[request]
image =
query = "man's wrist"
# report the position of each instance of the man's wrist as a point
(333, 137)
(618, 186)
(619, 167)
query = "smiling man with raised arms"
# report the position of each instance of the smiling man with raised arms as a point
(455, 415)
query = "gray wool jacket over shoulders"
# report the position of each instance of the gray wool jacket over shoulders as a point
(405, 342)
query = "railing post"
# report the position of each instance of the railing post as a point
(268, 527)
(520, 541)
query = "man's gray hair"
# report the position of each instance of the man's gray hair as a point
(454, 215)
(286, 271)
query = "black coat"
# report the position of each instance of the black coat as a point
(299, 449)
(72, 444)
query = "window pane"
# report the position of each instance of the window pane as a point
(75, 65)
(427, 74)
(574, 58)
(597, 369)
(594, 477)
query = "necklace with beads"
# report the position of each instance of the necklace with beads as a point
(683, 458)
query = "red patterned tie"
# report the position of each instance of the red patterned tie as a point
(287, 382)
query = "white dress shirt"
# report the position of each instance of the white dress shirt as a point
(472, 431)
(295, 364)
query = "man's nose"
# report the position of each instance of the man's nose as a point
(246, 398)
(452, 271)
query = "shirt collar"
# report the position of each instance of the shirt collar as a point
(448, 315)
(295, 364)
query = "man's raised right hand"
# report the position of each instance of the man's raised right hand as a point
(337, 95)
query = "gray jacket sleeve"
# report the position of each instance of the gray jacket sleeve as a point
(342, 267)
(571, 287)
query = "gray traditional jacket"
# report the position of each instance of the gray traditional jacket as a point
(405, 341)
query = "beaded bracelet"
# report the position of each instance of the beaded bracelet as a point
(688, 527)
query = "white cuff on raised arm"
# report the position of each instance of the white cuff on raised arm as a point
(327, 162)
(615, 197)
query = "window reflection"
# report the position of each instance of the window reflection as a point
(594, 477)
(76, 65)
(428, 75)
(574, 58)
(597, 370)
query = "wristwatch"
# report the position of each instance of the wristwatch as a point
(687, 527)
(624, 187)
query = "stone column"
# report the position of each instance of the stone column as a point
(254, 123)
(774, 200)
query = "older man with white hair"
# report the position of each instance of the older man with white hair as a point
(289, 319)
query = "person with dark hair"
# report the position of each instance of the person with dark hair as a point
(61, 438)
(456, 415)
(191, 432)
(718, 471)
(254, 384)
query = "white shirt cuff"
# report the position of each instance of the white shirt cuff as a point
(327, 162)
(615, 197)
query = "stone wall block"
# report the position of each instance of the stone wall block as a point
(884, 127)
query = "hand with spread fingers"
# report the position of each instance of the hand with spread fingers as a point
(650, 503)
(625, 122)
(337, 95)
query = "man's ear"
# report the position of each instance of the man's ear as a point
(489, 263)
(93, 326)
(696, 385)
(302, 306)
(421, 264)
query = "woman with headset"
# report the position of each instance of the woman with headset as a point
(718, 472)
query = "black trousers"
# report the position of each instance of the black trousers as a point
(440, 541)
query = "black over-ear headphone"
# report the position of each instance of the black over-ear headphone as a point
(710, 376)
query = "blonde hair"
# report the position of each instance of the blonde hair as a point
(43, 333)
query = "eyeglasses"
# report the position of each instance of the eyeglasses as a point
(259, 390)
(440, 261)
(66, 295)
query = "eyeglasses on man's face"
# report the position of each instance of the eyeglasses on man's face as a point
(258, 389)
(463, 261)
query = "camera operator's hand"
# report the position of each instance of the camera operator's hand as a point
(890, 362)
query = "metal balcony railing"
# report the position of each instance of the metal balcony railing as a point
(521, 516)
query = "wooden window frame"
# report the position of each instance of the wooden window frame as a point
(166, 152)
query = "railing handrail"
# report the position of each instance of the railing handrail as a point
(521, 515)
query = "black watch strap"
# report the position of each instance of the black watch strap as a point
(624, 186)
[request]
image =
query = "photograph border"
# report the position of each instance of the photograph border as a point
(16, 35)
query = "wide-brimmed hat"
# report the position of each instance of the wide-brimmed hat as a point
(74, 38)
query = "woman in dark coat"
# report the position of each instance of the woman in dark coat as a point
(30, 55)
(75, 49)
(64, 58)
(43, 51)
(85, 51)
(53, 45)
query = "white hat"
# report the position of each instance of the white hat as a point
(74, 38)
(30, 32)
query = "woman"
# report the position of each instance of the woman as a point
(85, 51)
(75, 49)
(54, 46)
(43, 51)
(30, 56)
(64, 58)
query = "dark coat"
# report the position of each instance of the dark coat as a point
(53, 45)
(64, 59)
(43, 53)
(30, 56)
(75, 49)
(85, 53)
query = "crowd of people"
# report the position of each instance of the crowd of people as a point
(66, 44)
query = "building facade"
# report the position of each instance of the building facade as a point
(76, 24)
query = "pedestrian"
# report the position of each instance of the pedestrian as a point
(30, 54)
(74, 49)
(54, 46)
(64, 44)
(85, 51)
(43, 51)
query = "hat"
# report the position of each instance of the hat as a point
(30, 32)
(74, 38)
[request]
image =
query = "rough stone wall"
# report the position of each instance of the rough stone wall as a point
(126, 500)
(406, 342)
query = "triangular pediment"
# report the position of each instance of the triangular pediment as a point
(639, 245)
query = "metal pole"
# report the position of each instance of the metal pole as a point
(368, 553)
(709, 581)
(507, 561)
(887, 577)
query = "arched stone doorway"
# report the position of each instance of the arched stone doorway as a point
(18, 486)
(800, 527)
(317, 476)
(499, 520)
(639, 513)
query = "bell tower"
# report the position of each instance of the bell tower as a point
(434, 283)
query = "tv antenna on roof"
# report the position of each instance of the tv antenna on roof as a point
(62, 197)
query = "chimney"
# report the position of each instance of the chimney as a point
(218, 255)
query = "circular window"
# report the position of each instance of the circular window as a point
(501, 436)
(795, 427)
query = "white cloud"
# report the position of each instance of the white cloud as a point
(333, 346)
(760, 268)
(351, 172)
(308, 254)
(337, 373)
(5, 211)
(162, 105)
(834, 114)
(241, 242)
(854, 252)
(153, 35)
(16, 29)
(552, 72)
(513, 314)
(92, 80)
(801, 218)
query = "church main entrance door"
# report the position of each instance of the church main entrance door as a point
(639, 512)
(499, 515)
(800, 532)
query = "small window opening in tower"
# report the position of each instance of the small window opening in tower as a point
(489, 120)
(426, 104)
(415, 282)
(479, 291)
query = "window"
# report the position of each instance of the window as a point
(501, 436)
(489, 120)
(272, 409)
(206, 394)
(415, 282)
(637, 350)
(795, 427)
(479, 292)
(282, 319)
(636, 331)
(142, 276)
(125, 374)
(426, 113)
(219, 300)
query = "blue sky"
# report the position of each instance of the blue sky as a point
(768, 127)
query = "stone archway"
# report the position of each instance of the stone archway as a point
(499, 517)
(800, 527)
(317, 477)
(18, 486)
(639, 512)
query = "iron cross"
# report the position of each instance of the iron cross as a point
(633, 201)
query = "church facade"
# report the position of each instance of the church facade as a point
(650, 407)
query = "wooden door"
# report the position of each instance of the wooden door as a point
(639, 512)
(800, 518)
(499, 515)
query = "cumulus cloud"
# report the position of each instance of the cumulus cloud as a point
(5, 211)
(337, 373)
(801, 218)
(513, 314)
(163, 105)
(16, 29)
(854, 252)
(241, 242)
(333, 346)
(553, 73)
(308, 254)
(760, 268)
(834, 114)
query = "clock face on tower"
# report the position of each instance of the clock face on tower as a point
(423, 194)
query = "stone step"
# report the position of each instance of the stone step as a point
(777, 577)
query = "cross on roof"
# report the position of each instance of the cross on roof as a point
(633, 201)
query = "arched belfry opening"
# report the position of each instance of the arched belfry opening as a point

========================================

**EXERCISE INSTRUCTIONS:** Using the data above, return each line exactly as written.

**WRITTEN SOLUTION:**
[request]
image =
query = "man's wrist"
# report the position of each instance of the man's wrist as a point
(333, 137)
(618, 186)
(619, 167)
query = "smiling man with raised arms"
# report the position of each instance of the smiling man with raised arms as a point
(455, 415)
query = "gray wool jacket over shoulders"
# report the position of each instance of the gray wool jacket over shoulders as a point
(405, 342)
query = "railing post"
# report the position of each instance of the railing post as a point
(268, 527)
(520, 541)
query = "man's gray hair"
# report the position of each instance of the man's gray hair as a point
(454, 215)
(286, 271)
query = "black coat"
# report the position of each instance of the black coat as a point
(299, 449)
(72, 444)
query = "window pane"
# report the position of each instance of the window pane as a point
(75, 65)
(427, 74)
(574, 58)
(597, 369)
(594, 477)
query = "necklace with beads"
# report the position of each instance of the necklace with beads as a point
(683, 458)
query = "red patterned tie"
# report the position of each instance of the red patterned tie as a point
(287, 382)
query = "white dress shirt"
# report the position of each instance of the white dress shirt as a point
(472, 431)
(295, 364)
query = "man's nose"
# report the position of each instance of the man's nose as a point
(246, 398)
(452, 271)
query = "shirt collar"
# report the position of each instance of the shirt collar as a point
(448, 315)
(295, 364)
query = "man's raised right hand"
# report the position of each instance of the man's raised right hand as a point
(337, 95)
query = "gray jacket sleeve"
# report the position of each instance of the gray jacket sleeve as a point
(342, 267)
(571, 287)
query = "gray traditional jacket"
# report the position of each instance of the gray traditional jacket as a point
(405, 341)
query = "beaded bracelet"
# report the position of each instance of the beaded bracelet as a point
(688, 527)
query = "white cuff on raised arm"
# report the position of each instance of the white cuff on raised arm as a point
(327, 162)
(615, 197)
query = "window reflection"
# report the position of each instance of the window reflection as a point
(594, 477)
(76, 65)
(428, 75)
(574, 58)
(597, 370)
query = "wristwatch"
# report the position of each instance of the wristwatch as a point
(687, 527)
(624, 187)
query = "stone column"
# report the position of each instance of the stone column as a point
(254, 123)
(774, 200)
query = "older man with white hair"
# report the position of each instance of the older man with white hair as a point
(289, 319)
query = "person with dark hair"
# report the position of each instance of the person with dark hair as a point
(61, 438)
(456, 415)
(191, 432)
(718, 471)
(254, 384)
query = "white shirt cuff"
# report the position of each instance of the white shirt cuff as a point
(327, 162)
(615, 197)
query = "stone wall block"
# report the position of each instance of the stone wall block as a point
(884, 127)
query = "hand with spread fingers"
# report the position of each instance of the hand with spread fingers as a point
(650, 503)
(625, 122)
(337, 95)
query = "man's ear"
# report the position of each instance of the man's ear as a point
(489, 263)
(93, 326)
(696, 385)
(302, 306)
(421, 264)
query = "woman with headset"
# report the position of each instance of the woman with headset as a point
(718, 472)
query = "black trousers"
# report the position of each instance of the black trousers as a point
(440, 541)
query = "black over-ear headphone"
# report the position of each instance of the black over-ear headphone as a point
(710, 376)
query = "blonde hair"
# report the position of each instance of the blonde hair as a point
(43, 333)
query = "eyeglasses"
# report the position of each instance of the eyeglasses as a point
(259, 390)
(440, 261)
(66, 295)
query = "eyeglasses on man's face"
# report the position of each instance of the eyeglasses on man's face as a point
(258, 389)
(463, 261)
query = "camera operator's hand"
# report the position of each instance of the camera operator's hand as a point
(890, 362)
query = "metal balcony railing"
# report the position of each instance of the metal balcony railing as a point
(521, 516)
query = "wooden window frame"
# report the position of each instance of the wooden window frame as a point
(166, 152)
query = "railing handrail"
# report the position of each instance of the railing handrail as a point
(521, 515)
query = "black watch strap"
# report the position of each instance of the black watch strap as a point
(624, 186)
[request]
image =
query = "photograph border"
# report the position of each instance of the photograph border as a point
(16, 35)
query = "wide-brimmed hat"
# report the position of each instance of the wide-brimmed hat as a point
(74, 38)
query = "woman in dark coat"
# report the position of each instance of the woman in dark coat as a point
(30, 55)
(75, 49)
(64, 58)
(43, 51)
(85, 51)
(53, 45)
query = "white hat"
# report the position of each instance of the white hat as a point
(74, 38)
(30, 32)
query = "woman"
# report the position of each instance of the woman as a point
(85, 51)
(75, 49)
(54, 46)
(43, 51)
(30, 56)
(64, 58)
query = "dark coat"
# report the position of each instance of the dark coat as a point
(53, 45)
(64, 59)
(43, 53)
(30, 56)
(75, 49)
(85, 53)
query = "crowd of people"
# report the position of each instance of the crowd of people as a point
(66, 44)
query = "building facade"
# report the position of each instance of the building facade as a point
(76, 24)
query = "pedestrian"
# report the position of each instance of the pedestrian as a point
(30, 54)
(74, 49)
(54, 46)
(64, 44)
(85, 51)
(43, 51)
query = "hat"
# report the position of each instance of the hat as a point
(30, 32)
(74, 38)
[request]
image =
query = "rough stone wall"
# report the position of each instance of the rough stone wall as a point
(126, 500)
(406, 342)
query = "triangular pediment"
# report the position of each instance of the triangular pediment as a point
(639, 245)
query = "metal pole"
# report the position of each instance of the metal pole as a point
(368, 553)
(709, 581)
(507, 561)
(887, 577)
query = "arched stone doorway"
# report the position of each instance of the arched stone doorway as a point
(18, 486)
(800, 527)
(317, 476)
(499, 520)
(639, 513)
query = "bell tower"
# report the position of each instance of the bell tower as a point
(434, 283)
query = "tv antenna on roof"
# report the position of each instance of the tv antenna on roof as a point
(62, 197)
query = "chimney"
# report the position of each instance of the chimney as a point
(218, 255)
query = "circular window"
# report the position of each instance of the circular window as a point
(501, 436)
(795, 427)
query = "white cloud"
# report the position of each instance of the white cloud as a point
(333, 346)
(760, 268)
(351, 172)
(308, 254)
(337, 373)
(5, 211)
(162, 105)
(834, 114)
(241, 242)
(854, 252)
(153, 35)
(16, 29)
(552, 72)
(513, 314)
(92, 80)
(801, 218)
query = "church main entrance door"
# report the position of each instance of the church main entrance door as a point
(639, 512)
(499, 515)
(800, 532)
query = "small window opening in tower"
# report the position of each instance of the small window opening in tower as a point
(489, 120)
(426, 104)
(415, 282)
(479, 291)
query = "window"
# report the position of each instance of the window as a point
(501, 436)
(489, 120)
(272, 409)
(206, 394)
(415, 282)
(637, 350)
(795, 427)
(479, 292)
(282, 319)
(636, 331)
(142, 276)
(125, 374)
(426, 113)
(219, 300)
query = "blue sky"
# report the position of each instance of the blue sky as a point
(768, 127)
query = "stone archway"
# report the position of each instance of the stone archway as a point
(499, 517)
(800, 527)
(317, 477)
(18, 486)
(639, 512)
query = "iron cross"
# report the position of each instance of the iron cross as a point
(633, 201)
query = "church facade"
# report the position of each instance of the church facade as a point
(650, 407)
query = "wooden door"
# report the position of each instance of the wooden door as a point
(639, 512)
(800, 518)
(499, 515)
query = "cumulus cloud"
# report the position of each instance of the cumulus cloud as a point
(5, 211)
(337, 373)
(801, 218)
(513, 314)
(163, 105)
(16, 29)
(854, 252)
(241, 242)
(333, 346)
(553, 73)
(308, 254)
(760, 268)
(834, 114)
query = "clock face on tower"
# report the position of each instance of the clock face on tower as a point
(423, 194)
query = "stone step"
# report the position of each instance of the stone step as a point
(777, 577)
query = "cross on roof"
# report the position of each instance of the cross on roof as a point
(633, 201)
query = "arched belfry opening"
# report the position of each instance of the arched belfry opening as a point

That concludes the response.